DIRECTIVE: Repeat every line of the records below verbatim, in the same order.

-- AVAILABLE DATA start --

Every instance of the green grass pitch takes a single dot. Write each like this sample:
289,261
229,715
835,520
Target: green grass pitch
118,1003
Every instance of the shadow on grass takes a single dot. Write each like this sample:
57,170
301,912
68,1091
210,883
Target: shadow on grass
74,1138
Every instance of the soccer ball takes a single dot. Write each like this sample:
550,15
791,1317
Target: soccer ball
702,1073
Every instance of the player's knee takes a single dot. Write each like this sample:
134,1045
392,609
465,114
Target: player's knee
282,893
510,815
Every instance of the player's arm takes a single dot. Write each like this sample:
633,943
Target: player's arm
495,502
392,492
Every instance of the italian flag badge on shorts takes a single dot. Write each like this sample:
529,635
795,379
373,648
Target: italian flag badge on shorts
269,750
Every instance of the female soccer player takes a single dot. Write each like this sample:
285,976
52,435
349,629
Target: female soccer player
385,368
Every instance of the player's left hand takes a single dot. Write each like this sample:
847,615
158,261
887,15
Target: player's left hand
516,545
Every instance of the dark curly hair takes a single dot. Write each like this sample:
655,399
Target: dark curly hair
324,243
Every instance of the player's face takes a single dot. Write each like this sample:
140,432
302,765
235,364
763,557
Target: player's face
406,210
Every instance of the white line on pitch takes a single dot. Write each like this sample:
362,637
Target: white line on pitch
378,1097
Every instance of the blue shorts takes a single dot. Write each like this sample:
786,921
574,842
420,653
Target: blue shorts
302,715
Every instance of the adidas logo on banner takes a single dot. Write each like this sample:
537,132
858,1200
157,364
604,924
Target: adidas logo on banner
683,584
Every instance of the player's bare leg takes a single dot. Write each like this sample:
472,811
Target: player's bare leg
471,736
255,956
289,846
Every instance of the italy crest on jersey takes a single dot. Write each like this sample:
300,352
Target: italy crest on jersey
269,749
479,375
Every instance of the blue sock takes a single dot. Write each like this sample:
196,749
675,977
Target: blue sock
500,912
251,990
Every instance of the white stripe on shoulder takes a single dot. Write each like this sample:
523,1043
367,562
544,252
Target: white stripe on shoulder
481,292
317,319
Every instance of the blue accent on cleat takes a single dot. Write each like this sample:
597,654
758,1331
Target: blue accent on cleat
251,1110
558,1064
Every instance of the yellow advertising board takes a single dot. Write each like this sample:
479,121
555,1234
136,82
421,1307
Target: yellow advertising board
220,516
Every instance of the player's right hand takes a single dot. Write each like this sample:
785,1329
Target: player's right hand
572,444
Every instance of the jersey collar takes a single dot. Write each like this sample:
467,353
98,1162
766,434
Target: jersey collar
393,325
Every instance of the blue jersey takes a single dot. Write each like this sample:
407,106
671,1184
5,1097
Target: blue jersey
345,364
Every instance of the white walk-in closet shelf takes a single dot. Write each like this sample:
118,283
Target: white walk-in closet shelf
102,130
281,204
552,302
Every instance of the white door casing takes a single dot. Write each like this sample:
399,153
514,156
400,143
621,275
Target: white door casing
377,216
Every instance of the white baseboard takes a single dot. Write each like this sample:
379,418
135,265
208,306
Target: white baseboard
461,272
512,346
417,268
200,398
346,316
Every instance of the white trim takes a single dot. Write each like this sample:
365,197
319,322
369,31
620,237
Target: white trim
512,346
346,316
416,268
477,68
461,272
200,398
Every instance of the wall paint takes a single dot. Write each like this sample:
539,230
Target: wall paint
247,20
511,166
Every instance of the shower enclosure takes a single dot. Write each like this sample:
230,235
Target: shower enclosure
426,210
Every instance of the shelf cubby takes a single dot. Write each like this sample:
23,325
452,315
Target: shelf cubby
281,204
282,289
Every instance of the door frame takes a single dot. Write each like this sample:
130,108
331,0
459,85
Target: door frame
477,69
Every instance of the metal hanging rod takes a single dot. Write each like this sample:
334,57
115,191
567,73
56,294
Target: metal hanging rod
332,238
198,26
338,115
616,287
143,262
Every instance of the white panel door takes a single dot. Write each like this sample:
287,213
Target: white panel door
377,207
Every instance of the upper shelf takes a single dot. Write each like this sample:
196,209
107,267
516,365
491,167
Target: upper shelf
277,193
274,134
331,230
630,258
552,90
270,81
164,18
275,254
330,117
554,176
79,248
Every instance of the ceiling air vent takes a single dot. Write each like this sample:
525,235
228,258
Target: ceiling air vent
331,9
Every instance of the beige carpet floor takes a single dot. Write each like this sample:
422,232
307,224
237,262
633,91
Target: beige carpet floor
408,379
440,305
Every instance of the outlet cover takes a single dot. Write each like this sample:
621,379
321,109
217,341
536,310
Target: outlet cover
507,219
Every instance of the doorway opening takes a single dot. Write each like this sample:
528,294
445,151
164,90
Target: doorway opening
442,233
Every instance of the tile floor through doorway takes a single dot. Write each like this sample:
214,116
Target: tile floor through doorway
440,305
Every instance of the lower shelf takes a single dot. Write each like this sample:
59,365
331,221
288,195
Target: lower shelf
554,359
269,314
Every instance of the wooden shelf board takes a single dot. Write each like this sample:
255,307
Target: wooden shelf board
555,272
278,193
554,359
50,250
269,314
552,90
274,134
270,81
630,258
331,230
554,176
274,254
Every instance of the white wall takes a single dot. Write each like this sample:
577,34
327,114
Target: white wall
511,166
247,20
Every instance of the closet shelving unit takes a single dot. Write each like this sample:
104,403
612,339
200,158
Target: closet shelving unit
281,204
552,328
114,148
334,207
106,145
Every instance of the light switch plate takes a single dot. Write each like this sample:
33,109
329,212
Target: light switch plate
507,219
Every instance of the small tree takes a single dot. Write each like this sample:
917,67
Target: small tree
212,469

-- AVAILABLE DATA end --

OUTPUT:
Every instance of the green grass pitch takes a single dot. Write each like this sample:
289,261
229,715
835,520
Target: green grass pitch
118,1003
Every instance of the shadow on grass takes a single dot. Write each like this sample:
57,170
301,912
68,1091
210,883
Target: shadow on grass
74,1138
Every instance of the soccer ball takes a single dot. Write each like this sample:
550,15
791,1317
Target: soccer ball
702,1073
Every instance of the player's knee takes a single dot. Write each like this sample:
134,1045
392,609
465,114
Target: player's knee
282,893
510,815
Every instance of the player's arm takes a single dot. Write each like this sample:
633,943
Target: player's arm
495,502
392,492
Every instance of the italian flag badge on shorts takes a single dot. Write each like this sample:
529,635
795,379
373,648
Target: italian flag badge on shorts
269,750
Every instance of the female soccer player takes a single dot. Write each like this sample:
285,976
52,435
349,629
Target: female soccer player
385,368
Every instance of the player's left hand takes a single dot. Write each like this sample:
847,615
158,261
887,15
Target: player's left hand
516,545
Every instance of the dark curly hair takes a single dot. Write each like this sample:
655,399
Target: dark curly hair
324,243
Every instance of the player's face takes a single dot. Write each like this sample:
140,432
302,765
235,364
763,557
Target: player's face
406,210
Every instance of the white line on pitch takes a single dot. Write each like this sample:
362,637
Target: white line on pitch
378,1097
Every instance of the blue shorts takes a single dot. Write each like this sample:
786,921
574,842
420,653
Target: blue shorts
302,715
Every instance of the adidas logo on banner takes a single dot. Write each like this sample:
537,132
858,1200
157,364
604,924
Target: adidas logo on banner
683,584
Every instance of the player's bare leg takes a single dot. Write each like this sample:
472,811
Target: player's bare leg
471,736
255,956
289,846
Every instance of the italy crest on jersey takes a single dot. Write each like this sample:
300,352
Target: italy crest on jersey
269,749
479,375
Every instance of the blue sock takes a single dot. Write each like this sample:
196,749
675,977
Target: blue sock
500,912
251,990
Every instance of the white stripe on shoulder takes a single dot. Write each like this sample:
523,1043
367,562
544,252
Target: white stripe on shoulder
481,292
317,319
Every instance of the blue accent on cleat takes a single dot. Write each like this sample:
597,654
758,1331
Target: blue accent on cleat
251,1110
558,1064
Every instance of the yellow advertising board takes a single dot. Write each like this sample:
479,121
555,1234
136,82
421,1307
Target: yellow advertising board
220,516
Every instance of the player's right hand takes a single dot. Write each like this sample:
785,1329
Target: player's right hand
572,444
Every instance of the jersey collar takes a single dot. Write each like this sample:
467,353
98,1162
766,434
Target: jersey collar
393,325
Every instance of the blue jersey takes a single dot. Write each like this sample:
407,106
671,1184
5,1097
Target: blue jersey
345,364
Every instance of the white walk-in closet shelf takes a single dot. Write each like this sample:
118,283
Target: white walk-in closet shelf
102,130
281,204
552,302
Every instance of the white door casing takes a single dot. Write each like this sample:
399,153
514,156
400,143
621,275
Target: white door casing
377,216
Every instance of the white baseboard takes a single dot. Write each like this sample:
379,418
135,265
208,306
Target: white baseboard
461,272
512,346
417,268
200,398
346,316
Every instance of the white trim takes a single dot. Write each like this sample:
365,197
319,322
369,31
620,237
Target: white trim
512,346
346,316
416,268
477,68
461,272
200,398
Every instance of the wall paint takes a single dot. Write each like this sample:
539,230
Target: wall paint
247,20
511,166
Every instance of the shower enclosure takes a single dot. Write each like this sample:
230,235
Target: shower enclosure
426,210
Every instance of the shelf cubby takes a single dot. Write each like this sample:
23,325
452,315
Target: shelf cubby
281,204
282,289
Every instance of the door frame takes a single dot. Write each like this sample:
130,108
331,0
459,85
Target: door frame
477,69
Every instance of the metal hanging rod takes a single dot. Write each like this sample:
334,57
115,191
567,73
56,294
Target: metal hanging rod
332,238
198,26
338,115
616,287
143,262
Every instance of the white panel door takes a single dot. Write each like this sample:
287,213
Target: white panel door
377,207
Every instance of the upper shelf takes a single dot. Write each like this sample:
196,209
107,267
516,365
491,167
Target: upper shelf
277,193
274,134
331,230
630,258
552,90
270,81
164,18
275,254
330,117
554,176
79,248
Every instance of the ceiling air vent takes a single dot. Write each like this sample:
525,235
228,258
Target: ceiling air vent
331,9
Every instance of the beige carpet floor takes a single dot. Write each like this sample:
422,232
307,224
237,262
633,91
Target: beige carpet floor
408,379
440,305
Every instance of the outlet cover takes a single dot. Write each like this sample:
621,379
321,109
217,341
536,310
Target: outlet cover
507,219
Every instance of the doorway opening takes a single dot. Write each like this sample:
528,294
445,151
164,90
Target: doorway opening
442,233
Every instance of the tile floor through doorway takes a single dot. Write each like this sample:
214,116
Target: tile floor through doorway
440,305
Every instance of the lower shelf takes a single dot. Write each like this sample:
59,365
331,221
288,195
Target: lower shelf
554,359
269,314
Every instance of the wooden shelf board takes a single dot. Write each like this sample:
255,307
Target: wooden shelf board
555,272
278,193
554,359
50,250
269,314
552,90
274,134
270,81
630,258
331,230
554,176
274,254
Every instance of the white wall takes a single dot. Write each like this sample:
577,34
327,114
Target: white wall
511,166
247,20
Every instance of the closet shelving unit takes a single dot. Write each like this sample:
104,403
612,339
200,158
Target: closet shelving unit
281,204
552,328
114,148
334,207
106,145
Every instance of the light switch plate takes a single dot. Write each like this sample:
33,109
329,212
Target: light switch plate
507,219
Every instance of the small tree takes a single dot. Write each like this sample:
917,67
Target: small tree
212,469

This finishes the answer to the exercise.